SET PROBLEM
Starting at the line that contains "Expected behaviour: place a point on each instance of the ocean", copy out every line through the last of the rows below, word for word.
◇ ◇ ◇ ◇ ◇
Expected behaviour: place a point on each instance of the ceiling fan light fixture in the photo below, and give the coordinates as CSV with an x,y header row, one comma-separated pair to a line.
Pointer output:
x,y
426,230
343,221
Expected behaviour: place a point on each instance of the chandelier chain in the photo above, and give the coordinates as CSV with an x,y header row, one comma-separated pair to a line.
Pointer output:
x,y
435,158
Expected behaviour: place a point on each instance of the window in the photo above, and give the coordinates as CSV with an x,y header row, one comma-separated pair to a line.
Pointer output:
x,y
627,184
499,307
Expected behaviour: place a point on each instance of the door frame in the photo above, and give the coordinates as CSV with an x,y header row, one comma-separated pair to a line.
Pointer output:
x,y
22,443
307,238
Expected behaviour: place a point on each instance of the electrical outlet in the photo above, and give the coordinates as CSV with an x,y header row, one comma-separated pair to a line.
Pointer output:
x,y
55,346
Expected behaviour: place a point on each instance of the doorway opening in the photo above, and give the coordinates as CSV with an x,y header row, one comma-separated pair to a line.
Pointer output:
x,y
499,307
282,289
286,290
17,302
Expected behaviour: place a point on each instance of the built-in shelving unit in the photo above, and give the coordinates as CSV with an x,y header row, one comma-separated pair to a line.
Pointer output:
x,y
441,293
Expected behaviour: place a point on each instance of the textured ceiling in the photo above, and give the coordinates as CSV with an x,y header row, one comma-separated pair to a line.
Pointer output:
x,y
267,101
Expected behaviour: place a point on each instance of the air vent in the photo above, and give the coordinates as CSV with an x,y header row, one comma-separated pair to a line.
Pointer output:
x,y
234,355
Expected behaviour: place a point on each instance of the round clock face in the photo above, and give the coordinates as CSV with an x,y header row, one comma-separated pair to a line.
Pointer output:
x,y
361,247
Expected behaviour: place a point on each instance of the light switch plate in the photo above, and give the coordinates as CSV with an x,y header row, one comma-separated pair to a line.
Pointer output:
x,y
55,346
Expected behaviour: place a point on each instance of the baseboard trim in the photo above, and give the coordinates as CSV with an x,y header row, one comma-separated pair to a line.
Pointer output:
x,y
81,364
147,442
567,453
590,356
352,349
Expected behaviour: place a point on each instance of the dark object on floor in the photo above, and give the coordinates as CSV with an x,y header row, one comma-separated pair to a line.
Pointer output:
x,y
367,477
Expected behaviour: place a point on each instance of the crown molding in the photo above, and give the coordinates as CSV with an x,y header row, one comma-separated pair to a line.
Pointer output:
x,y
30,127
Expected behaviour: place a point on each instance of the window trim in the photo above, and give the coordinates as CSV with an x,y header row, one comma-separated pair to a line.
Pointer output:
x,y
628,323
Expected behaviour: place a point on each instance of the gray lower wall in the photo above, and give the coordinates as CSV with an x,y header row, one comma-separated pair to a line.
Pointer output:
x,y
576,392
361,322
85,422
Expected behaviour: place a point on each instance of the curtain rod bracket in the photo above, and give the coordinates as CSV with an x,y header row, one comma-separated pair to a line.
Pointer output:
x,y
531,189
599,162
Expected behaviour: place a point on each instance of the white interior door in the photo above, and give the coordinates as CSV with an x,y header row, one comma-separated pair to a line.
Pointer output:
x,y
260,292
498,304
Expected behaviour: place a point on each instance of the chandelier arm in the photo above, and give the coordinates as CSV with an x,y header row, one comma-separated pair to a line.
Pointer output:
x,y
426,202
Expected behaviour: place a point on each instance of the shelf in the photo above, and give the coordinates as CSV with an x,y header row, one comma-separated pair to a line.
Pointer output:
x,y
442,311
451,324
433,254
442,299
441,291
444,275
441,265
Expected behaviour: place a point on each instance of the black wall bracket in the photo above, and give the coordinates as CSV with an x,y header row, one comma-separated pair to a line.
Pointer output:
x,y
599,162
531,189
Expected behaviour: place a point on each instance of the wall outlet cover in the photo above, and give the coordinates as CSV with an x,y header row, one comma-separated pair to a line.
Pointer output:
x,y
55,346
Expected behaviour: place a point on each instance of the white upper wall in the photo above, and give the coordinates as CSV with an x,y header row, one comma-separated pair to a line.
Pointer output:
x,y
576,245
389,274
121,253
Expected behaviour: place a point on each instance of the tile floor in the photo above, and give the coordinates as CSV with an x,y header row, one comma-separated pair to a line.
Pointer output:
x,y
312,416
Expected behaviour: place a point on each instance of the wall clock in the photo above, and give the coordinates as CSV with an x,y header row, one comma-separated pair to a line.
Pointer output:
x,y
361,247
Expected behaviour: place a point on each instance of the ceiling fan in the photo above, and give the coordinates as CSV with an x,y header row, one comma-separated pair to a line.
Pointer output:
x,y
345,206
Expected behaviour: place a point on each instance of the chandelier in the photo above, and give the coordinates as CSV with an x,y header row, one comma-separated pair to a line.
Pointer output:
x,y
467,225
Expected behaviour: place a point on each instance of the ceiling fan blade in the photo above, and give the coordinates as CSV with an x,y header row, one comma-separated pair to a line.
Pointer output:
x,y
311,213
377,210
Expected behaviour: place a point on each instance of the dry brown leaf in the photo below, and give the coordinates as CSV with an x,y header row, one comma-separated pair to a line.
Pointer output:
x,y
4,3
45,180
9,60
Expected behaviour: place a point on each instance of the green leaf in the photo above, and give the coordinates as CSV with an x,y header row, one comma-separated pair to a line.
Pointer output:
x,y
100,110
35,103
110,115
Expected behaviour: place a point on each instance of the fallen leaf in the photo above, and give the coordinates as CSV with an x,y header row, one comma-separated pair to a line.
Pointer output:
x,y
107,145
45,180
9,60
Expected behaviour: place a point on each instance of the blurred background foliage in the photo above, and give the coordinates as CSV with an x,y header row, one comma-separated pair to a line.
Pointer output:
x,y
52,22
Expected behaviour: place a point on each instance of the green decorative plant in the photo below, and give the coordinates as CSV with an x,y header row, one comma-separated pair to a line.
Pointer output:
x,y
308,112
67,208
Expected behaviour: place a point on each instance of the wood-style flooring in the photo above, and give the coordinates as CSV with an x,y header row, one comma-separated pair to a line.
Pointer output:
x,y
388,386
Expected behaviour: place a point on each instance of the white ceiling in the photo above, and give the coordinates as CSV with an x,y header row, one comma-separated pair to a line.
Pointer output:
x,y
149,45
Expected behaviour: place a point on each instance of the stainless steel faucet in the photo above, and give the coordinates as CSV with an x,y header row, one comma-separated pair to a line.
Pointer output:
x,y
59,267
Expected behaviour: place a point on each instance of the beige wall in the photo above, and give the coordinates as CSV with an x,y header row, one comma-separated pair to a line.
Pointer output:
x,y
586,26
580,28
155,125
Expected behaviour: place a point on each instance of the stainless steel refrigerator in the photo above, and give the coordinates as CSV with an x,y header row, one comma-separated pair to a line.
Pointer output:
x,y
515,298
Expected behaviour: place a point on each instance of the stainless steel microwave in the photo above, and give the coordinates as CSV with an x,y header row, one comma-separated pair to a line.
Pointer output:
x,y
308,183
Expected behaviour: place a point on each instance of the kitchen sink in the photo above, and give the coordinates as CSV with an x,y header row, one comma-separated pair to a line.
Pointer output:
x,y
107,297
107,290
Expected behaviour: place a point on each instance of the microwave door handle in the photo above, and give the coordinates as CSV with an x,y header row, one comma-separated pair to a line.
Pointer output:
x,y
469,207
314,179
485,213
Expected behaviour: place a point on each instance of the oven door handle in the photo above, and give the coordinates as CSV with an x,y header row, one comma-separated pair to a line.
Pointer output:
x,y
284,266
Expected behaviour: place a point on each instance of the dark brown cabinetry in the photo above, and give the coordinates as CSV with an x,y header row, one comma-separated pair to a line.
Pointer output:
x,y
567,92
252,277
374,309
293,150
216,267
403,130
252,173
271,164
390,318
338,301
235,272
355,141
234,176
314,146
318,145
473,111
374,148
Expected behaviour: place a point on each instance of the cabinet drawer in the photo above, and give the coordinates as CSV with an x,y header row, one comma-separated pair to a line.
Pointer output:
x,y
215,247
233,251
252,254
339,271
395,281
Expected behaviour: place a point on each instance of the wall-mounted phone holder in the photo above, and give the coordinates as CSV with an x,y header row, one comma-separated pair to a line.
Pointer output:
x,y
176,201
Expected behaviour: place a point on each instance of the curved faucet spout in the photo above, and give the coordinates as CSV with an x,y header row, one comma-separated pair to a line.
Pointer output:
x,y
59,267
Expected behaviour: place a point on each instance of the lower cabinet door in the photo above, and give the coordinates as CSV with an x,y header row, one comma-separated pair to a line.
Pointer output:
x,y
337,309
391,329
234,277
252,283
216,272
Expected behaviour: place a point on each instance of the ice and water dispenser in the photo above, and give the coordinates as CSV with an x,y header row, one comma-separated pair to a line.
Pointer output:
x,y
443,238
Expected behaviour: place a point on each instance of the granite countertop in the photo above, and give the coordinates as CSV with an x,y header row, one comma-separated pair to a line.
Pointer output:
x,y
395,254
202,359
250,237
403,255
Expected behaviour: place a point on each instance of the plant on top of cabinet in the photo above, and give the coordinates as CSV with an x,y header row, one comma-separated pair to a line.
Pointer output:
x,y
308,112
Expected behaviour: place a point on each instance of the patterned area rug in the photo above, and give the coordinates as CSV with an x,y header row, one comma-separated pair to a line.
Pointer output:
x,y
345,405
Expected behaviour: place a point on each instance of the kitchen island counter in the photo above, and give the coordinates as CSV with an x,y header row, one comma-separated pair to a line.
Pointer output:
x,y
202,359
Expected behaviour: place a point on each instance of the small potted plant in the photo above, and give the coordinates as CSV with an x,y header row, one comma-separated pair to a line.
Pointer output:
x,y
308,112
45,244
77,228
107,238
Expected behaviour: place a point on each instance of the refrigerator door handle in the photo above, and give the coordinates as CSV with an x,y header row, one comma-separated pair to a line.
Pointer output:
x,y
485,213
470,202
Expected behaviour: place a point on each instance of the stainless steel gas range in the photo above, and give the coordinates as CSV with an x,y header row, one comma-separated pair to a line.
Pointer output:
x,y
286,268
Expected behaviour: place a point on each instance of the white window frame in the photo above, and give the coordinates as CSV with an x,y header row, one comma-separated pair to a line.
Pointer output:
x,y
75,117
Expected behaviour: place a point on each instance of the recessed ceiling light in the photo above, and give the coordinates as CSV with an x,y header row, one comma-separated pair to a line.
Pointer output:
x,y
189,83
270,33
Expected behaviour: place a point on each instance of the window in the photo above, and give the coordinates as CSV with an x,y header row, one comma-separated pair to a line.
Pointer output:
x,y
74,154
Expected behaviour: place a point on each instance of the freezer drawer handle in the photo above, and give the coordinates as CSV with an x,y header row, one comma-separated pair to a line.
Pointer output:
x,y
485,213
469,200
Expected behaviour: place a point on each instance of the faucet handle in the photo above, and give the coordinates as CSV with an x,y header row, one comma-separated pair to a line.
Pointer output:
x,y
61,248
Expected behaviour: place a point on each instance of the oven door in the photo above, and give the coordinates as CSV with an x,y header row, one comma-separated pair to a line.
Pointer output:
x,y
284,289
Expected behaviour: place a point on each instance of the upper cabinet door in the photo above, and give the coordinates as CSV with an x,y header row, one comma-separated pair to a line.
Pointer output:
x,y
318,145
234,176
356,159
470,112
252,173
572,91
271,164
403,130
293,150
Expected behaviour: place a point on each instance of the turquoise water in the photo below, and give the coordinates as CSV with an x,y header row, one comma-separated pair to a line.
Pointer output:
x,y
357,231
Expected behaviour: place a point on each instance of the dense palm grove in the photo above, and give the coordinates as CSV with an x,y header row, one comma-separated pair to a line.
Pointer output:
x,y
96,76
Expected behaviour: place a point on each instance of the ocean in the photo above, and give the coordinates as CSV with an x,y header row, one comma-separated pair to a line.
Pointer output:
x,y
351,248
◇ ◇ ◇ ◇ ◇
WRITTEN RESPONSE
Expected behaviour: place a point on each instance of the ocean in the photo above, and give the coordinates as CSV with an x,y header row, one comma-separated pair to a line.
Pointer output:
x,y
351,248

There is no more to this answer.